#### GIVEN INSTRUCTION:
Present every line of the items below as a Markdown table with the columns "Row" and "Item line", numbering the rows and skipping blank lines. Leave the pictures out of the table.

#### RECORDS SUPPLIED:
--------------------------------

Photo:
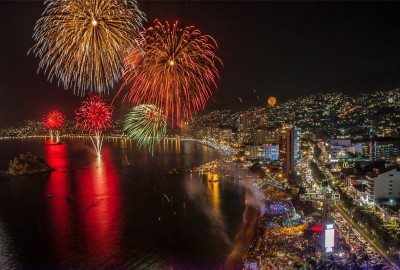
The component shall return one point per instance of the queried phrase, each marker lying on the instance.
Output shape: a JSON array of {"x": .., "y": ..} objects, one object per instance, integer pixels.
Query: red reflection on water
[
  {"x": 84, "y": 207},
  {"x": 58, "y": 188},
  {"x": 99, "y": 195}
]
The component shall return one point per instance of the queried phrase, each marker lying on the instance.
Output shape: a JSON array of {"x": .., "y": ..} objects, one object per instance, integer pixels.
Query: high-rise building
[
  {"x": 271, "y": 136},
  {"x": 246, "y": 127},
  {"x": 297, "y": 144},
  {"x": 286, "y": 148},
  {"x": 384, "y": 148},
  {"x": 271, "y": 152}
]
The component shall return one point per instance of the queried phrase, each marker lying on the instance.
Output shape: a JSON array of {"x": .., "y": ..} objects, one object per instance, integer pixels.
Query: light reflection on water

--------------------------------

#### ANSWER TO THIS TASK:
| Row | Item line |
|---|---|
| 1 | Photo: |
| 2 | The component shall return one point per instance of the queried phrase, each marker lying on the instance. |
| 3 | Output shape: a JSON array of {"x": .., "y": ..} objects, one object per instance, integer pixels. |
| 4 | Query: red reflection on water |
| 5 | [ |
| 6 |   {"x": 84, "y": 207}, |
| 7 |   {"x": 58, "y": 188}, |
| 8 |   {"x": 99, "y": 195} |
| 9 | ] |
| 10 | The component shall return one point per instance of the queried phrase, each marker lying on the instance. |
| 11 | Output shape: a JSON array of {"x": .., "y": ..} objects, one object per instance, integer pixels. |
| 12 | Query: high-rise building |
| 13 | [ |
| 14 |   {"x": 271, "y": 136}, |
| 15 |   {"x": 246, "y": 127}, |
| 16 |   {"x": 297, "y": 144}, |
| 17 |   {"x": 286, "y": 148}, |
| 18 |   {"x": 384, "y": 148}, |
| 19 |   {"x": 271, "y": 152} |
| 20 | ] |
| 21 | The component shall return one point per instance of the queried phrase, each marker lying on the instance. |
| 22 | Output shape: a JSON array of {"x": .., "y": ..} objects, one object per instance, integer pixels. |
| 23 | Query: light reflection on water |